### [WRITTEN PROBLEM]
From the forum post on reference counting and garbage collection, transcribe verbatim the passage that begins with the words containing "I'm finding that" and ends with "you malloc/free nothing.".

### [PAGE TEXT]
────────

Out of curiosity, when you did these tests, did you compile your test
program with -O2?

I am working on a large codebase that uses intrusive reference counting.
I'm finding that without -O (e.g. build for easy debug) it's quite slow,
but with -O2 it's maybe 4x faster. This indicates that optimization can
clean up a lot of the overhead of reference counting.

Whether or not a GC such as BDWGC can help you depends on how much "memory
churn" your program does. Again, I've found that my software tends to
allocate and free quite a lot of memory, so if I used GC, then I'd spend
25%+ time doing the GC. On the other hand, if you do more computing than
allocating, then you may come out ahead - GC has zero overhead when not
actually allocating, whereas reference-counting can have overhead when
traversing a data structure even if you malloc/free nothing.

As always, the particular application is what matters, and your mileage may
vary.

────────

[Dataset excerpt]
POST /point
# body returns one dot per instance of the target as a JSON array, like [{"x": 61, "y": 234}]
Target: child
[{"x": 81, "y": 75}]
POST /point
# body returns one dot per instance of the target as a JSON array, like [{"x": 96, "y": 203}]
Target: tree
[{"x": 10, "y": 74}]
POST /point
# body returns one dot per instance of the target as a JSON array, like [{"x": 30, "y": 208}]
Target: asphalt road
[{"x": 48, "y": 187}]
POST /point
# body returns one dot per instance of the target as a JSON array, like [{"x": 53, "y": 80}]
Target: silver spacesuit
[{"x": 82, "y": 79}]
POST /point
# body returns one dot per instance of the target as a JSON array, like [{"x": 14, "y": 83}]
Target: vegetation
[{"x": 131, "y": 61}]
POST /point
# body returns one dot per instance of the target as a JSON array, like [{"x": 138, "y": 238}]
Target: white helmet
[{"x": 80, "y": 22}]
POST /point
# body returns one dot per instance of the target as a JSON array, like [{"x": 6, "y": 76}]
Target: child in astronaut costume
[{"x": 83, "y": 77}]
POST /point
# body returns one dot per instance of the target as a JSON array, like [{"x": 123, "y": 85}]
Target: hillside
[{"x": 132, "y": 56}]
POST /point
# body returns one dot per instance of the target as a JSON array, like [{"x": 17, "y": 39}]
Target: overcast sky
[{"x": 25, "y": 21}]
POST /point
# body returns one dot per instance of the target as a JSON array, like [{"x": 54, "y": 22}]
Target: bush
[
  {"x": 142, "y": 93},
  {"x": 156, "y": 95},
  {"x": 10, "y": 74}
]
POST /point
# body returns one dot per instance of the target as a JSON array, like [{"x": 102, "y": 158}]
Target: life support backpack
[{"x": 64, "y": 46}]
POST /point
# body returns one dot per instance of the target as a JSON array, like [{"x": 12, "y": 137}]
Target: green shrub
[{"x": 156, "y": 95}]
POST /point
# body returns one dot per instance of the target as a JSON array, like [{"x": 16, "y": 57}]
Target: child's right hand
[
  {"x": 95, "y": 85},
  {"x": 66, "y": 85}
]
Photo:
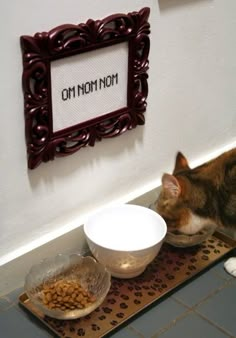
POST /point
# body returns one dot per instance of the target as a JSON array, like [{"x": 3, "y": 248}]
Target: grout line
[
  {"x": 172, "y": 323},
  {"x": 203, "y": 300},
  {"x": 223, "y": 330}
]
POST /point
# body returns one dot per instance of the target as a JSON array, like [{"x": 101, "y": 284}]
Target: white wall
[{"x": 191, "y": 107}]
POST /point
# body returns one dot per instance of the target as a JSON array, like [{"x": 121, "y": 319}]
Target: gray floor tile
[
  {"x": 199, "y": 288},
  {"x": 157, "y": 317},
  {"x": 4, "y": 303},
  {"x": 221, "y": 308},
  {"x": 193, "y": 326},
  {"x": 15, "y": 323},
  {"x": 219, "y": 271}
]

────────

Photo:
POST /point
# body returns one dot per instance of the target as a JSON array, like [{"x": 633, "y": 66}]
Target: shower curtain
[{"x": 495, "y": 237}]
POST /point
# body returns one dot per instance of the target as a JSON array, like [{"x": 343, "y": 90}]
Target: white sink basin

────────

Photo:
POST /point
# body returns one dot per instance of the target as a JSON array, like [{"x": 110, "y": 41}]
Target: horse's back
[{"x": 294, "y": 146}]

────────

### [THE OUTPUT]
I'm finding that without -O (e.g. build for easy debug) it's quite slow,
but with -O2 it's maybe 4x faster. This indicates that optimization can
clean up a lot of the overhead of reference counting.

Whether or not a GC such as BDWGC can help you depends on how much "memory
churn" your program does. Again, I've found that my software tends to
allocate and free quite a lot of memory, so if I used GC, then I'd spend
25%+ time doing the GC. On the other hand, if you do more computing than
allocating, then you may come out ahead - GC has zero overhead when not
actually allocating, whereas reference-counting can have overhead when
traversing a data structure even if you malloc/free nothing.